FIG. 13 illustrates an example of a UE and a base station for performing V2X or SL communication.

Referring to FIG. 13, the term “UE” in V2X/SL communication may mainly refer to an equipment of a user. However, when a network equipment such as a base station transmits or receives a signal according to a communication scheme between the network equipment and the UE, the base station may also be considered as a type of UE.

UE 1 may select a resource unit corresponding to a specific resource within a resource pool that means a set of resources, and operate to transmit an SL signal by using the corresponding resource unit. UE 2 corresponding to a reception UE may receive a configuration of a resource pool in which UE 1 can transmit a signal, and may detect a signal of UE 1 within the corresponding resource pool.

Here, when UE 1 is within a connection range of the base station, the base station may notify of a resource pool. On the other hand, when UE 1 is outside the connection range of the base station, another UE may notify of the resource pool or the resource pool may be determined as a predetermined resource.

FIG. 14 illustrates an example of a resource unit for V2X or SL communication.

Referring to FIG. 14, a resource pool may include multiple resource units, and each UE may select one or multiple resource units and use the same for SL signal transmission. A total of frequency resources of the resource pool may be divided into N_F number of resource units, and a total of time resources of the resource pool may be divided into N_T number of resource units. Accordingly, a total of N_F*N_T number of resource units may be defined in the resource pool.

As shown in FIG. 14, one resource unit (e.g., Unit #0) may be periodically and repeatedly indicated. Alternatively, in order to achieve a diversity effect in the time or frequency dimension, an index of a physical resource unit to which a logical resource unit is mapped may be changed to a pre-determined pattern in accordance with time. In such a resource-unit structure, the resource pool may refer to a set of resource units that can be used for a transmission that is performed by the UE which is to transmit the SL signal.

The resource pool may be segmented to multiple types. For example, according to the content of an SL signal transmitted in each resource pool, the resource pool may be divided as below.

(1) Scheduling assignment (SA) may be a signal including information such as a position of a resource that a transmission UE uses to transmit an SL data channel, a modulation and coding scheme (MCS) or a multiple input multiple output (MIMO) transmission scheme needed for the modulation of other data channels, and a timing advance (TA). The SA may also be multiplexed with SL data within the same resource unit and may then be transmitted, and in this case, an SA resource pool may refer to a resource pool in which the SA is multiplexed with the SL data and then transmitted. The SA may also be referred to as a SL control channel.

(2) A physical sidelink shared channel (PSSCH) may be a resource pool that a transmission UE uses to transmit user data. If the SA is multiplexed with SL data within the same resource unit and then transmitted, only a sidelink data channel obtained by excluding SA information may be transmitted in the resource pool for sidelink data channel. In other words, resource elements (REs) used to transmit SA information on an individual resource unit within the SA resource pool may still be used to transmit SL data in the resource pool of the SL data channel.

Hereinafter, resource allocation in the SL is described.

- Provided data:

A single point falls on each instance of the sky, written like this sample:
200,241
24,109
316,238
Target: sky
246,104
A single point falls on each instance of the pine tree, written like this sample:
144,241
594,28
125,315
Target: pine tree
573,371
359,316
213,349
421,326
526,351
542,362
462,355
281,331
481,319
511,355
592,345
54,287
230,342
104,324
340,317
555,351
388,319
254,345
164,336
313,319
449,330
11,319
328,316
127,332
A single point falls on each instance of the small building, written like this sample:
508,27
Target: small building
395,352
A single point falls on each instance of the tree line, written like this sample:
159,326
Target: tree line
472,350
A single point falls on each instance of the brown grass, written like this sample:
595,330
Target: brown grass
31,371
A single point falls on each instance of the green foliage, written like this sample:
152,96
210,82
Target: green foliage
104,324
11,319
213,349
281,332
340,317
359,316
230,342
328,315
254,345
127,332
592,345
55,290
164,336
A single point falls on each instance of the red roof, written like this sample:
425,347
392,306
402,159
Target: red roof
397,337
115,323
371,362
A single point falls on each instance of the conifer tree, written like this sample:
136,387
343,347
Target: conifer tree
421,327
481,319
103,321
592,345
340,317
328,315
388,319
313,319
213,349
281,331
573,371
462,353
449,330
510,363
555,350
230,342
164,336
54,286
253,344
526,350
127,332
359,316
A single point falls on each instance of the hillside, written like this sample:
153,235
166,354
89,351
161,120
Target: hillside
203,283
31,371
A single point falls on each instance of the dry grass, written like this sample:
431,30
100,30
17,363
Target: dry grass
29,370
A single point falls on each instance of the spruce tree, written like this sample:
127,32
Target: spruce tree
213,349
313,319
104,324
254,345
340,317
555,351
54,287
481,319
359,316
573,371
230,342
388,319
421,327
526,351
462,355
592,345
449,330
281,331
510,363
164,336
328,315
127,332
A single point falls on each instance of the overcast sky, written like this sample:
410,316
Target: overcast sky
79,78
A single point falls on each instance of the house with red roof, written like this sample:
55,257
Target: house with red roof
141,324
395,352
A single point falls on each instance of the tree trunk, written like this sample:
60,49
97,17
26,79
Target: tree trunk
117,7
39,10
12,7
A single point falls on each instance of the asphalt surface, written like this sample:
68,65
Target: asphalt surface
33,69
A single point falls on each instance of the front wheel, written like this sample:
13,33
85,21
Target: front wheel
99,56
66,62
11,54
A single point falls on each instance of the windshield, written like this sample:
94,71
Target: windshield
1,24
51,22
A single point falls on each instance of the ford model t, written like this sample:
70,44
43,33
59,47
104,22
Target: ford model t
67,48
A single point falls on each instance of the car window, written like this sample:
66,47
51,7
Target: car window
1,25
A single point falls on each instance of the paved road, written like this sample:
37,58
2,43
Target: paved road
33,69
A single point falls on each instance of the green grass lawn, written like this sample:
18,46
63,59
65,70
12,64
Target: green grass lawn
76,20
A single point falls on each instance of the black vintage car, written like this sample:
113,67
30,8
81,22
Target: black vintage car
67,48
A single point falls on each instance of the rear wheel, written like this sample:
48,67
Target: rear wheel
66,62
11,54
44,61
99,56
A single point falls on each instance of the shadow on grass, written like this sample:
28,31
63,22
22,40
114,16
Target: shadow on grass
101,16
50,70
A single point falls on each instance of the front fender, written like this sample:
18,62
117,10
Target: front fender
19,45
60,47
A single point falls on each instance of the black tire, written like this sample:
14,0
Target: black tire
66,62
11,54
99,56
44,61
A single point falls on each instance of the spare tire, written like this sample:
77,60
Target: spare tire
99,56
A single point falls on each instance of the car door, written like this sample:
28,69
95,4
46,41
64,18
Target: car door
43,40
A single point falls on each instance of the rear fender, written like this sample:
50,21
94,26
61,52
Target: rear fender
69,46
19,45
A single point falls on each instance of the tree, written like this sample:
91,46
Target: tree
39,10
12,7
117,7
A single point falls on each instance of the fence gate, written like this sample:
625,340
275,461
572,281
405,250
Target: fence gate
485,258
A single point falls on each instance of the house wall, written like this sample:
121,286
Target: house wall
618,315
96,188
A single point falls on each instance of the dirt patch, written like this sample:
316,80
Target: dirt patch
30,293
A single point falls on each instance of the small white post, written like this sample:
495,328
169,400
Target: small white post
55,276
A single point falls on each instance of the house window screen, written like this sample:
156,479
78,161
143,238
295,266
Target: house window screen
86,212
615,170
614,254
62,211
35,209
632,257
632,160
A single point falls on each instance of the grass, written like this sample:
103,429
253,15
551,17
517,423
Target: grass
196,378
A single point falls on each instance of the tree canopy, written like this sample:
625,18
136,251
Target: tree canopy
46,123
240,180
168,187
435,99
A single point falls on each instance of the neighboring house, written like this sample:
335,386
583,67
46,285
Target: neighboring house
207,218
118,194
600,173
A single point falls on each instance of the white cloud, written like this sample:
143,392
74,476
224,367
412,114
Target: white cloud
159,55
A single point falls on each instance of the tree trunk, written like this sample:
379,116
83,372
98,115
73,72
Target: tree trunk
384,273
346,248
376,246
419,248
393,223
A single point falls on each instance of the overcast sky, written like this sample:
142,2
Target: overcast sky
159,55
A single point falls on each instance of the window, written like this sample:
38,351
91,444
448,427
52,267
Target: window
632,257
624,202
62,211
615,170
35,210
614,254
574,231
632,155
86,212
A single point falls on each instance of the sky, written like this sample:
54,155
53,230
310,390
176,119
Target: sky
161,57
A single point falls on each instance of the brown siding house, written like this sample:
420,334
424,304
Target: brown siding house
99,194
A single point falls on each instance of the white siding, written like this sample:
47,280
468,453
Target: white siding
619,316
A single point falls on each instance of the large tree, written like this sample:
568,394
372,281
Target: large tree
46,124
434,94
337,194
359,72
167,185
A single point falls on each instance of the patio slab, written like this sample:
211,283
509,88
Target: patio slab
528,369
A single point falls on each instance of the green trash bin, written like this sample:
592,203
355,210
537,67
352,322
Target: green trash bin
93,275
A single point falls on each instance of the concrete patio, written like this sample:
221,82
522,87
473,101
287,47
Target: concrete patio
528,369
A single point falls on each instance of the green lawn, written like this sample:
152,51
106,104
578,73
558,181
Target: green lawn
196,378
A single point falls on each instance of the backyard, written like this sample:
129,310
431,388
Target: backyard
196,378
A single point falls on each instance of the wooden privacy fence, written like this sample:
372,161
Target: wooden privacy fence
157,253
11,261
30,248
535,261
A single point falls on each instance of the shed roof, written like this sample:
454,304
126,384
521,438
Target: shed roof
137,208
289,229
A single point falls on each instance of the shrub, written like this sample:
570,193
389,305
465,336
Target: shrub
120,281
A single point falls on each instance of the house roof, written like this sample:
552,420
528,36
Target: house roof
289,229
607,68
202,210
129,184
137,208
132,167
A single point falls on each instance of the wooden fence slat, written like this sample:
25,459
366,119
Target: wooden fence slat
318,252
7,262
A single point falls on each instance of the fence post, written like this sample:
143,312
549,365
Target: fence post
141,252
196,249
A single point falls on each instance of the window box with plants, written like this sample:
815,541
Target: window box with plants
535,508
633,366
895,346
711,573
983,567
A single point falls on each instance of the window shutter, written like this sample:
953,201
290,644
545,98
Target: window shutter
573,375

- Exercise task 1: Please copy the part of the sidelink passage starting with "The resource pool may be segmented" and going on through "divided as below.".
- Exercise task 2: In the sidelink passage, what other name is given for the scheduling assignment (SA)?

- Answer 1:
The resource pool may be segmented to multiple types. For example, according to the content of an SL signal transmitted in each resource pool, the resource pool may be divided as below.

- Answer 2: An SL control channel.